:: SOURCE PASSAGE ::
====

We are all waiting for something. Looking around us, the scenery shivers, and we know that behind the horizon is something amazing. It thrills us to anticipate that unknown thing and we expect to see it soon, if not now. Yet it never comes.

It never comes because it is lodged within us. We are the mountain and the shade. We are the bell that never rings. We are the mouth that never sings. Nothing happens in this world because we are too afraid to act - if we act, then we change and we die. It is our fear of death that makes us indifferent to life. All of life is death and dying, everything exists for only a moment. The person that we are now is not the person that we were a moment ago, and somewhere on a very spiritual level we understand this fact. It seethes under covers.

I look across the sea and smoke cigarettes and let the ash fall into small tails that linger on the legs of my pants. I watch the water lap gentle, full of everything but grace, and I wonder whether my life is just as plain, just as certain as the bottom of the sea.

These last few weeks have been hellishly difficult for me to deal with, in the sense that I don't particularly give a good goddamn about anything. Life is an expanding concentric circle. It plays a rainbow melody, even when I can only hear the reds and the blacks. I am certain that after my trip to Milan I will be recharged. I am certain that I will be different. I wish that I could be the same.

====

:: TO-DO LIST ::
(a) In the passage, which city does the writer name as the destination of an upcoming trip?
(b) Check each statement against the passage and answer yes or no, quoting the words that decide it: (i) life is described as an expanding concentric circle; (ii) the writer's cigarette ash falls onto the sand; (iii) the thing everyone waits for eventually arrives.
(c) List every thing that the passage's sentences starting with "We are the" say we are.
Leave the lines of data out of this work entirely.

Lines of data:
====

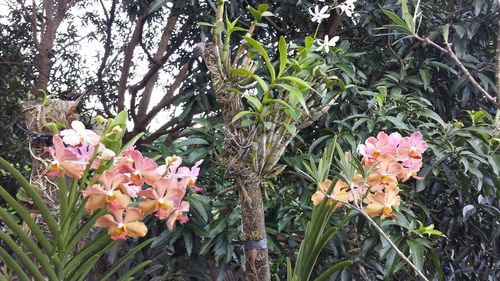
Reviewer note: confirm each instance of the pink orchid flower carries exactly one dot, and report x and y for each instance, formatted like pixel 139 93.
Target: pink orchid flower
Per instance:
pixel 142 169
pixel 382 203
pixel 86 151
pixel 119 227
pixel 384 143
pixel 107 192
pixel 165 197
pixel 78 134
pixel 187 174
pixel 66 161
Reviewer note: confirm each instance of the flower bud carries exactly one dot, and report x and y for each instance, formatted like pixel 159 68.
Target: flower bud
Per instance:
pixel 99 119
pixel 107 154
pixel 116 129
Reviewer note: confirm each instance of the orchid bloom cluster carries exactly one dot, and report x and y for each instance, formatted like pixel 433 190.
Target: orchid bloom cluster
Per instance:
pixel 392 158
pixel 130 179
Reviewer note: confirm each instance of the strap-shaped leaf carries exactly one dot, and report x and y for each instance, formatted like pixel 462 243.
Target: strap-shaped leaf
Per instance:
pixel 35 250
pixel 13 265
pixel 26 261
pixel 23 213
pixel 81 272
pixel 122 260
pixel 283 55
pixel 336 267
pixel 134 270
pixel 254 102
pixel 254 43
pixel 84 229
pixel 33 194
pixel 95 246
pixel 295 94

====

:: ANSWERS ::
(a) Milan

(b)
(i) Yes: "Life is an expanding concentric circle."
(ii) No: "let the ash fall into small tails that linger on the legs of my pants"
(iii) No: "Yet it never comes."

(c)
the mountain
the shade
the bell that never rings
the mouth that never sings